— begin TEXT BLOCK —
Single by Glass Tiger

from the album The Thin Red Line
- B-side: "Ancient Evenings"
- Released: 1986
- Genre: Pop rock
- Length: 4:05
- Label: Capitol
- Songwriters: Alan Frew; Sam Reid; Jim Vallance;
- Producer: Jim Vallance

Glass Tiger singles chronology
|  | "Don't Forget Me (When I'm Gone)" (1986) | "Thin Red Line" (1986) |

Music video
- "Don't Forget Me (When I'm Gone)" (international) by Glass Tiger on YouTube
- "Don't Forget Me (When I'm Gone)" (Canadian) by Glass Tiger on YouTube

= Don't Forget Me (When I'm Gone) =

1986 single by Glass Tiger

"Don't Forget Me (When I'm Gone)" is a song by Canadian rock band Glass Tiger. It was released in 1986 as the lead from their debut album, The Thin Red Line (1986). The song reached number one in Canada and number two in the United States. The song features backing vocals by fellow Canadian rock singer Bryan Adams.

==Background==
In 1985, Glass Tiger chose Jim Vallance to produce the band's debut album.
— end TEXT BLOCK —
_GOALS_.
1. Duplicate the part of the song article that opens with the words containing "Music video" and closes with "band's debut album.".
2. Decide whether each statement agrees with the song article: (a) Jim Vallance produced the single. (b) The song reached number one in the United States. (c) The B-side of the single is "Ancient Evenings." Answer yes or no for each, quoting the words of the song article that settle it.
The data after this point is separate from the song article.
— begin STORED ROWS —
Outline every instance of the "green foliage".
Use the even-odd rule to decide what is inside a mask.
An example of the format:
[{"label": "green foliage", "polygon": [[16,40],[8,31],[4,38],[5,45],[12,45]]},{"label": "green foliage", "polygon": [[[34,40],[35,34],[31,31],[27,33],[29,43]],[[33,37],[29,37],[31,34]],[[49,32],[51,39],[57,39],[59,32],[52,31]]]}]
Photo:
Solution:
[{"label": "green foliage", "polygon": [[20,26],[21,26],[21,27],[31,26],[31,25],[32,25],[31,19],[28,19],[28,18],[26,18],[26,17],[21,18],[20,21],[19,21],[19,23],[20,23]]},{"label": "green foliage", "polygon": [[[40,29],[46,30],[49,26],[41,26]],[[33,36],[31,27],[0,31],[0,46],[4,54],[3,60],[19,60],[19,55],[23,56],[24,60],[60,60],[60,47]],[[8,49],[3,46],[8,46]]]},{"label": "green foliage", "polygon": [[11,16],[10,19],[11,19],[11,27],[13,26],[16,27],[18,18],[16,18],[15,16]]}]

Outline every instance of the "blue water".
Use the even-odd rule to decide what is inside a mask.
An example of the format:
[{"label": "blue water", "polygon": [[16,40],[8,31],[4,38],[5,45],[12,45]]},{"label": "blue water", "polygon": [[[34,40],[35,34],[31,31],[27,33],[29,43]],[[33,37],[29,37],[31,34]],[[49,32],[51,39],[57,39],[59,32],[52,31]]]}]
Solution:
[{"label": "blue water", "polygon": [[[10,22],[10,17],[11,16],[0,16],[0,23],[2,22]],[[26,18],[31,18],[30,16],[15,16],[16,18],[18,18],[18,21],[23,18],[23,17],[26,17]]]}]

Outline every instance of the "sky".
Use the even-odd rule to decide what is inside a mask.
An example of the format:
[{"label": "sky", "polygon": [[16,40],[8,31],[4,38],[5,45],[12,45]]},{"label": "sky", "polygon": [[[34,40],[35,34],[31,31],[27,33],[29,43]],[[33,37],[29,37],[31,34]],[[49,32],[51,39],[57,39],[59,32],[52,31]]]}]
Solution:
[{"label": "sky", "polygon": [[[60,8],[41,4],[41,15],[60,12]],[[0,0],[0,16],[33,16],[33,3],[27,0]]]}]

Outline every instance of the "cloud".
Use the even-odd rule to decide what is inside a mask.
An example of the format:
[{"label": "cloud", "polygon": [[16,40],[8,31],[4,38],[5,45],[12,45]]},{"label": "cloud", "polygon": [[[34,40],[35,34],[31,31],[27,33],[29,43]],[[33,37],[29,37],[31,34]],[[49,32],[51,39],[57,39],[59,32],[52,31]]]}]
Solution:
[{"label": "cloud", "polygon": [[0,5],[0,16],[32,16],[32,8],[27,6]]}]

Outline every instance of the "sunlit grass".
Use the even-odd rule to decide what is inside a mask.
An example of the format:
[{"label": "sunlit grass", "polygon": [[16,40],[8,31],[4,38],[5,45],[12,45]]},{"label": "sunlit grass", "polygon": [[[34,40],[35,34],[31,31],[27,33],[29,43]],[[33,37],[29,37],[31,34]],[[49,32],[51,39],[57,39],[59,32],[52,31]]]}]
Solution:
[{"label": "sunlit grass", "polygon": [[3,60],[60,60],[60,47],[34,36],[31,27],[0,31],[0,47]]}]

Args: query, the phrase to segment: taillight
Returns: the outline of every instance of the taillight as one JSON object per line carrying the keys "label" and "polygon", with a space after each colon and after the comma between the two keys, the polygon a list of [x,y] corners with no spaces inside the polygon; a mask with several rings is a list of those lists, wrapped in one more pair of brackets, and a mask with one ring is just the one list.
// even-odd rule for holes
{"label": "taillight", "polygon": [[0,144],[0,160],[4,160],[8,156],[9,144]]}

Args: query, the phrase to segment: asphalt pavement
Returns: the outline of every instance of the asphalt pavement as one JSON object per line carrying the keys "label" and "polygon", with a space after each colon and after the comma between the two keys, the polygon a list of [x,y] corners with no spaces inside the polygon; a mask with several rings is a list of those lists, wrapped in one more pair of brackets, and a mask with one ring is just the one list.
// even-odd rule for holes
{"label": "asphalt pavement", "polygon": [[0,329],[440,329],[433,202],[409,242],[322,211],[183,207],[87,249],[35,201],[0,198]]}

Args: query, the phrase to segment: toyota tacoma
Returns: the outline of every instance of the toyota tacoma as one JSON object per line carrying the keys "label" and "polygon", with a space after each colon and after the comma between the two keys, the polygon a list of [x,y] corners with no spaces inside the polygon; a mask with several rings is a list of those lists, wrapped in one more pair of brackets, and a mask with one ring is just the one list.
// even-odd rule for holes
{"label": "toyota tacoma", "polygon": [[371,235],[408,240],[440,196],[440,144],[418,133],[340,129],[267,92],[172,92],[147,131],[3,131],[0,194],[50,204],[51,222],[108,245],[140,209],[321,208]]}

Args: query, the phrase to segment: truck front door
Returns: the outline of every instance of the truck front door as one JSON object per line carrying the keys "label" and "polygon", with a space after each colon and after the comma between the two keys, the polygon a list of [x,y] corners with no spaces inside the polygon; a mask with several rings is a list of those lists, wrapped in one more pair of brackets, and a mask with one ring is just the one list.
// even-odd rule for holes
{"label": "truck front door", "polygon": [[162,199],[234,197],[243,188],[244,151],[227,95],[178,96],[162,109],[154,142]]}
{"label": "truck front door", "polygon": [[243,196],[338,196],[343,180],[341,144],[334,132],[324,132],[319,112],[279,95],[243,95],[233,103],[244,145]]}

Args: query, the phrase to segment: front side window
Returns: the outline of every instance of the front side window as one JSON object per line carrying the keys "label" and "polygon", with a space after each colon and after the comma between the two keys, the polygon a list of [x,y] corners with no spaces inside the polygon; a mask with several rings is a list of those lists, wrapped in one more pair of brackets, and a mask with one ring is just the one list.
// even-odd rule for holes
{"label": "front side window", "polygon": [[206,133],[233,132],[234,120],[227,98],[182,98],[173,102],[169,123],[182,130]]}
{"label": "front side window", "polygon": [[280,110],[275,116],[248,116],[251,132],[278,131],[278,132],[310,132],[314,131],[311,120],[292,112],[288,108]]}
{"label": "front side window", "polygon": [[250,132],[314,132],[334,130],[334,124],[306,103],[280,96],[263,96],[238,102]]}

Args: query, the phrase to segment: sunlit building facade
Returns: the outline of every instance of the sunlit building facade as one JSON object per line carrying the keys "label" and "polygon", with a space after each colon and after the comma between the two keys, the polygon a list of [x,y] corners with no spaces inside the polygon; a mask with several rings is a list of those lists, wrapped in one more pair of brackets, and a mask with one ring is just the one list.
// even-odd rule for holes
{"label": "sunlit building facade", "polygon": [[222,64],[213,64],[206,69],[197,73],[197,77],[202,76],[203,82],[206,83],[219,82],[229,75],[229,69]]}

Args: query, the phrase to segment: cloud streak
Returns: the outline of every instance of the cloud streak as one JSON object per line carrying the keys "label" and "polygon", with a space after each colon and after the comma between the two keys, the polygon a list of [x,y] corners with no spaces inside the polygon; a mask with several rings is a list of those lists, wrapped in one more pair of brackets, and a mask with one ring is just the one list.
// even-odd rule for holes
— end STORED ROWS —
_SOLUTION LIST_.
1.
Music video
- "Don't Forget Me (When I'm Gone)" (international) by Glass Tiger on YouTube
- "Don't Forget Me (When I'm Gone)" (Canadian) by Glass Tiger on YouTube

= Don't Forget Me (When I'm Gone) =

1986 single by Glass Tiger

"Don't Forget Me (When I'm Gone)" is a song by Canadian rock band Glass Tiger. It was released in 1986 as the lead from their debut album, The Thin Red Line (1986). The song reached number one in Canada and number two in the United States. The song features backing vocals by fellow Canadian rock singer Bryan Adams.

==Background==
In 1985, Glass Tiger chose Jim Vallance to produce the band's debut album.

2.
(a) Yes: "Producer: Jim Vallance"
(b) No: "number two in the United States"
(c) Yes: "B-side: "Ancient Evenings""